TASK INSTRUCTIONS:
Repeat the data as given. Images do not go in the copy.

[Image-backed grounding data]
● ● ● ●
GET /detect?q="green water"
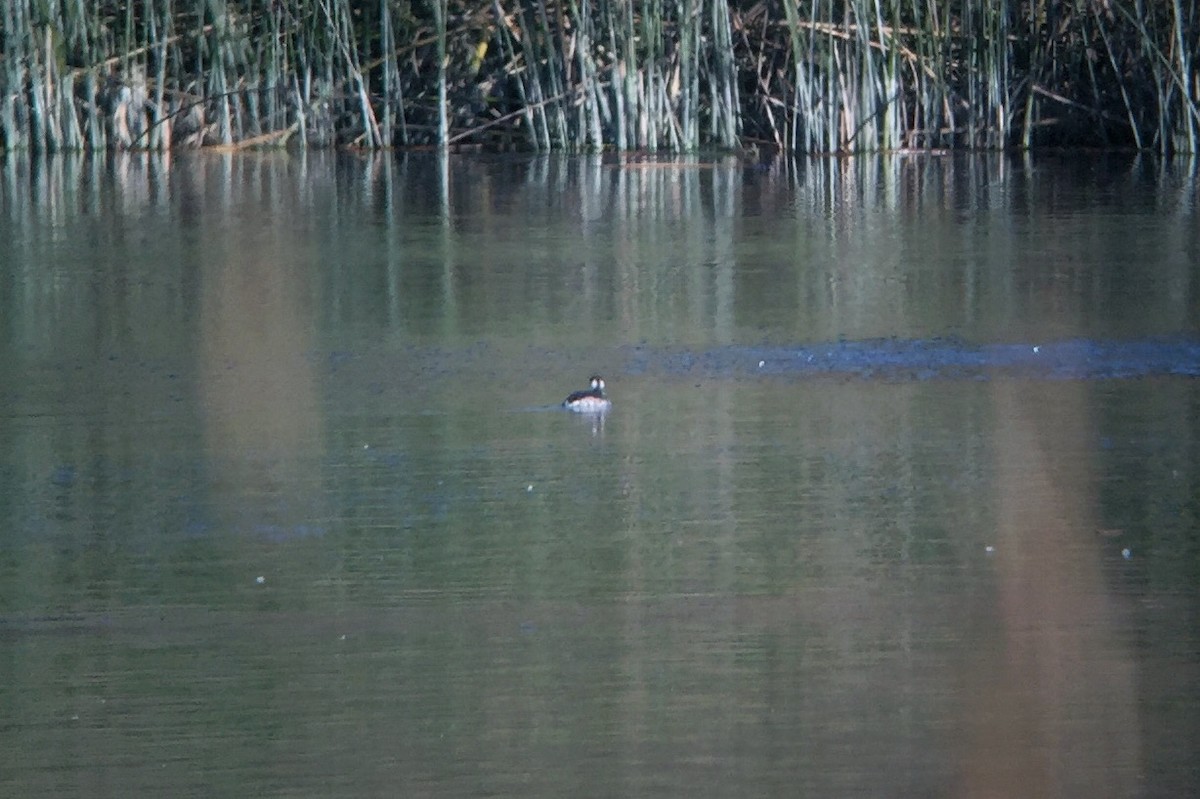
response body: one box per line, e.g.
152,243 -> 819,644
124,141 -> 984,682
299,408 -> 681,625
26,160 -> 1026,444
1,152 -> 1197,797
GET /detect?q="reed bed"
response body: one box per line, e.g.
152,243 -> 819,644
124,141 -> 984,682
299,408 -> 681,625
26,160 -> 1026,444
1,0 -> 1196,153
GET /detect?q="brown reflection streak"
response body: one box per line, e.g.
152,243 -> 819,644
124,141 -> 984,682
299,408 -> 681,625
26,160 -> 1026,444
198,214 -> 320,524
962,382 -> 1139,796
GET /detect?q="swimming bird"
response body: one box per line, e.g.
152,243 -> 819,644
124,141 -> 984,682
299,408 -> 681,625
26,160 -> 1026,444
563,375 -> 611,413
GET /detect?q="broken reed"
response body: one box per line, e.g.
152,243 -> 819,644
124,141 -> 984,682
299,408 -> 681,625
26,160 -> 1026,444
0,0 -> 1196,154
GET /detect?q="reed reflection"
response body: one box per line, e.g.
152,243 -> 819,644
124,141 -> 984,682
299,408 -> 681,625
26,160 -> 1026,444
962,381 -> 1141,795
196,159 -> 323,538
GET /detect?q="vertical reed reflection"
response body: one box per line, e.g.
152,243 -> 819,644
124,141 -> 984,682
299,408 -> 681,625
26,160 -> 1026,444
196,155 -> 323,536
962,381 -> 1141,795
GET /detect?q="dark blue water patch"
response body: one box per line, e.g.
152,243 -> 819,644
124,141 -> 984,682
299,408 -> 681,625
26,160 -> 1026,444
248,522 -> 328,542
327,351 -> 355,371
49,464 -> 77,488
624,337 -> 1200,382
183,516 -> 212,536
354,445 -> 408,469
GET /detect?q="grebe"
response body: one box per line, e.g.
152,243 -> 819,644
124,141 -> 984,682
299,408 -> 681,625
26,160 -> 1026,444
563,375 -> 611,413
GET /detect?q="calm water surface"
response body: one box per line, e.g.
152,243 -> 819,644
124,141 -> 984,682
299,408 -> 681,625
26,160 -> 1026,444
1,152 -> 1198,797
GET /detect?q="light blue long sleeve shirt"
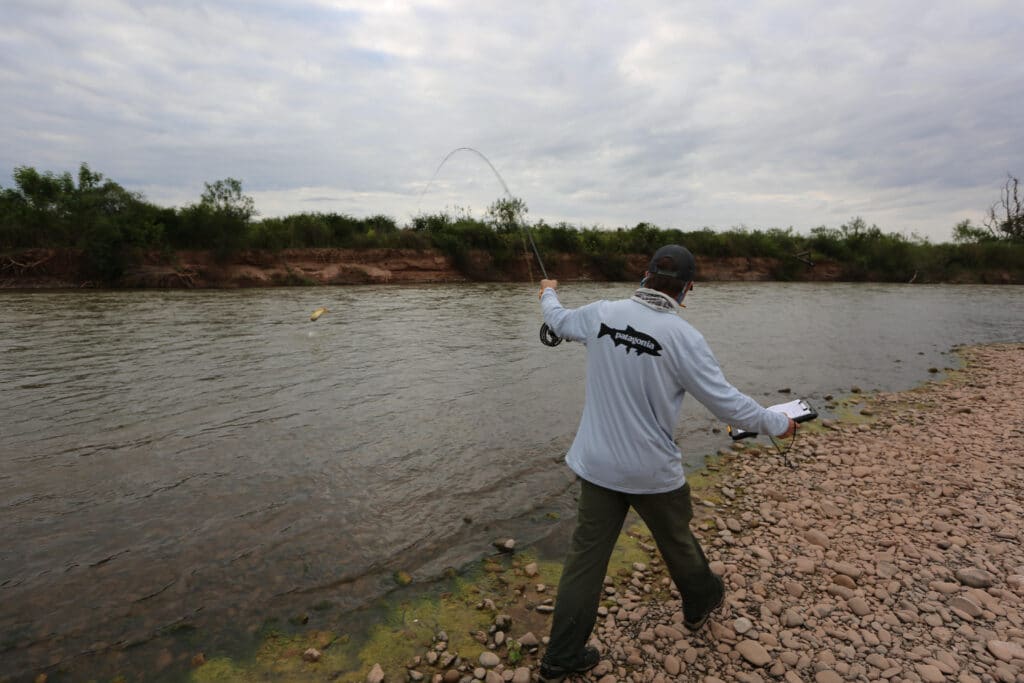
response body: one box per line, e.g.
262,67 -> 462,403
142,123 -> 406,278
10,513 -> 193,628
● ● ● ●
RESULT OF THIS EXERCISE:
GET /detect?q="green water"
response body: one box per line, e.g.
152,243 -> 819,644
124,141 -> 984,682
299,408 -> 681,625
26,160 -> 1026,444
1,152 -> 1197,797
GET /detect?q="reed bed"
response body: one box per line, e.g.
152,243 -> 819,644
124,141 -> 984,682
299,408 -> 681,625
26,160 -> 1026,444
1,0 -> 1196,153
GET /detect?q="brown reflection streak"
response body: one box per line, e.g.
152,243 -> 819,644
124,141 -> 984,682
299,408 -> 681,625
26,160 -> 1026,444
198,214 -> 320,524
962,382 -> 1139,796
GET /detect?q="swimming bird"
response body: one box per line, e.g.
152,243 -> 819,644
124,141 -> 984,682
299,408 -> 681,625
26,160 -> 1026,444
563,375 -> 611,413
GET /detect?q="broken reed"
response body: one box per line, e.g.
152,243 -> 819,644
124,141 -> 984,682
299,408 -> 681,625
26,160 -> 1026,444
0,0 -> 1196,154
GET /detect?q="reed reflection"
response body: one box per line, e.g.
152,243 -> 819,644
124,141 -> 984,682
299,408 -> 681,625
26,160 -> 1026,444
962,381 -> 1141,795
196,159 -> 323,538
GET /detect?q="vertical reed reflection"
response body: one box per line, e.g.
152,243 -> 819,644
124,141 -> 984,682
299,408 -> 681,625
26,160 -> 1026,444
196,155 -> 323,536
962,381 -> 1141,795
GET /detect?q="dark blue water patch"
response body: one box per line, e.g.
152,243 -> 819,644
124,141 -> 984,682
299,408 -> 681,625
26,160 -> 1026,444
248,522 -> 328,542
327,351 -> 355,371
49,464 -> 77,488
624,337 -> 1200,382
183,516 -> 212,536
354,445 -> 408,469
GET /detect?q="grebe"
response body: one box per line, e.g.
152,243 -> 819,644
124,141 -> 984,682
299,408 -> 681,625
26,160 -> 1026,444
563,375 -> 611,413
GET /detect?q="calm water surface"
response body: one box per line, e.g.
152,243 -> 819,644
124,141 -> 984,682
299,408 -> 681,625
26,160 -> 1026,444
1,152 -> 1198,797
GET /detect?q="light blue long sleeve shirt"
response body: one box per line, e.g.
262,67 -> 462,403
142,123 -> 406,278
10,513 -> 193,628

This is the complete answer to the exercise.